## Action item
Below are the records; print exactly the lines from the one with "house in the photo above." through the last, both included, and leave the pictures out.
───── Data section
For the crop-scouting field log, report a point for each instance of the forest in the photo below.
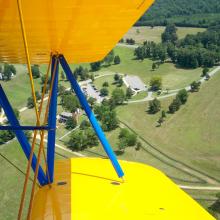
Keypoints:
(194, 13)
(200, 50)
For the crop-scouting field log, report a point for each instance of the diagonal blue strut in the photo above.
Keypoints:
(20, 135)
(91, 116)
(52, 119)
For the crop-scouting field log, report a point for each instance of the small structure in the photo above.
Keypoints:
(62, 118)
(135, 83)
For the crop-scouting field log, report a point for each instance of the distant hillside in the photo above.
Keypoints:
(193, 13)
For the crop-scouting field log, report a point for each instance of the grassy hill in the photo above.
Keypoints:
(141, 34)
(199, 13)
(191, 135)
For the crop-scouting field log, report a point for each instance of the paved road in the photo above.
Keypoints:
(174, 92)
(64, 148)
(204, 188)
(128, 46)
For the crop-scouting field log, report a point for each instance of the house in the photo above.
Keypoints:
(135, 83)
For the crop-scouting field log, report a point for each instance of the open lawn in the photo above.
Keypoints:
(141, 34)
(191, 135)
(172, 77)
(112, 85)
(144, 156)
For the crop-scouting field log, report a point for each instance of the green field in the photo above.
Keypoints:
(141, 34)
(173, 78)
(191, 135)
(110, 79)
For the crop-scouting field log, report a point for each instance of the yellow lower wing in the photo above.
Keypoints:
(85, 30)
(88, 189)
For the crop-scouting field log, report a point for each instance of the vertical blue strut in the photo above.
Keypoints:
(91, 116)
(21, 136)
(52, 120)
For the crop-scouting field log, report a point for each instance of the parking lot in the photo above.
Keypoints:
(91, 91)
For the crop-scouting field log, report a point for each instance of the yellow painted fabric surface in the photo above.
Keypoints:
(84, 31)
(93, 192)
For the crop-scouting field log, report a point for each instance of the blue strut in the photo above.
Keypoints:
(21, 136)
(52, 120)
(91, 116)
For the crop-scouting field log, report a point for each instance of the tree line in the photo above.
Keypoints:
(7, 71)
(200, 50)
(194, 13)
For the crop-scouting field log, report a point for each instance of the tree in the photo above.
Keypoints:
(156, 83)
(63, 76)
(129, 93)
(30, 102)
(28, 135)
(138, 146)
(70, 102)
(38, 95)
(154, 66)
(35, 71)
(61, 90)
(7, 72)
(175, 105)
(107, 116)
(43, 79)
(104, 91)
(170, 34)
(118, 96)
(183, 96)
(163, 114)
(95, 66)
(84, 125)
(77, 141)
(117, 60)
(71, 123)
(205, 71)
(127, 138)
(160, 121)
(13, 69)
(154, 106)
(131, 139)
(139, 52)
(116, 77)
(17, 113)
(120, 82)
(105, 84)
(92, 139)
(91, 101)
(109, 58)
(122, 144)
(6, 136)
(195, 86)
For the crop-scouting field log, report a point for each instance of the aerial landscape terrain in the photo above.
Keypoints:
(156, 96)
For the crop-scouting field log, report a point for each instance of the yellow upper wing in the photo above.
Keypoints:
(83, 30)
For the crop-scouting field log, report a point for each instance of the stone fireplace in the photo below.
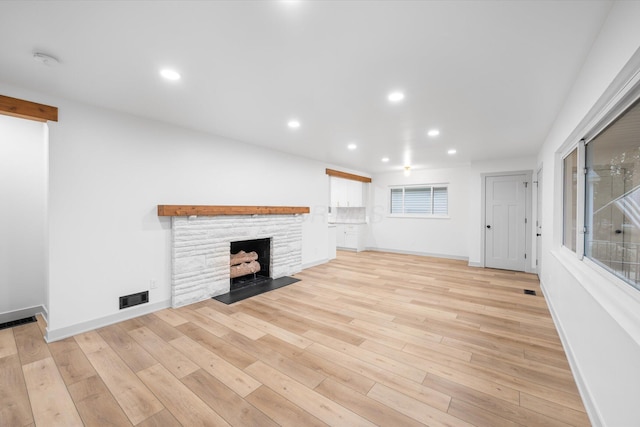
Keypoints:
──────────
## Response area
For the crop-scouting field log, report a point for each instance of the house in the photo above.
Keypoints:
(135, 83)
For the crop-scouting field log, report a point for each instance of the open lawn in the photo above.
Keypoints:
(141, 34)
(191, 135)
(172, 77)
(112, 85)
(144, 156)
For the crop-scouting field log, report a point for each instance of the green field in the photo above.
Keypoints:
(141, 34)
(173, 78)
(191, 135)
(110, 79)
For the crop-scouting field log, report a point for each instance of the yellow lower wing in the photo above.
Keypoints:
(85, 30)
(88, 189)
For the crop-scouting field log, report a point for each instance of the vertical blue strut in the photo above.
Keypoints:
(91, 116)
(21, 136)
(52, 120)
For the crop-scouting field log, report a point for each instance of the parking lot in the photo above.
Keypoints:
(91, 91)
For the crop-scouting field log, report a point for each instance of the yellow painted fabric surface in the photo above.
Keypoints:
(84, 31)
(93, 192)
For the crop-scouting field log, report a point for each instance of the blue strut in the photo above.
Keypoints:
(21, 136)
(52, 120)
(91, 116)
For the crop-scouting field log, report a point for each instance of the tree line in the photo above.
Keypoints:
(7, 71)
(200, 50)
(194, 13)
For the crop-scouting field log, report a point for each instance of the tree in the photo above.
Keypoints:
(156, 83)
(63, 76)
(129, 93)
(30, 102)
(28, 135)
(138, 146)
(70, 102)
(38, 95)
(154, 66)
(35, 71)
(61, 90)
(7, 72)
(175, 105)
(107, 116)
(43, 79)
(104, 91)
(170, 34)
(118, 96)
(183, 96)
(163, 114)
(95, 66)
(84, 125)
(77, 141)
(117, 60)
(71, 123)
(205, 71)
(127, 138)
(160, 121)
(13, 69)
(154, 106)
(131, 139)
(139, 52)
(116, 77)
(17, 113)
(120, 82)
(105, 84)
(92, 139)
(91, 101)
(109, 58)
(122, 144)
(6, 136)
(195, 86)
For the crop-scouting field log, report a point for each instance of the aerial landscape terrain in the photo above.
Keypoints:
(156, 96)
For the crop-scouting field log, report a point for each instance of the yellow upper wing in the photo above.
Keypoints:
(83, 30)
For the crop-scouting field log, report a point for each instance of the stone fireplace in the photo below.
Keypoints:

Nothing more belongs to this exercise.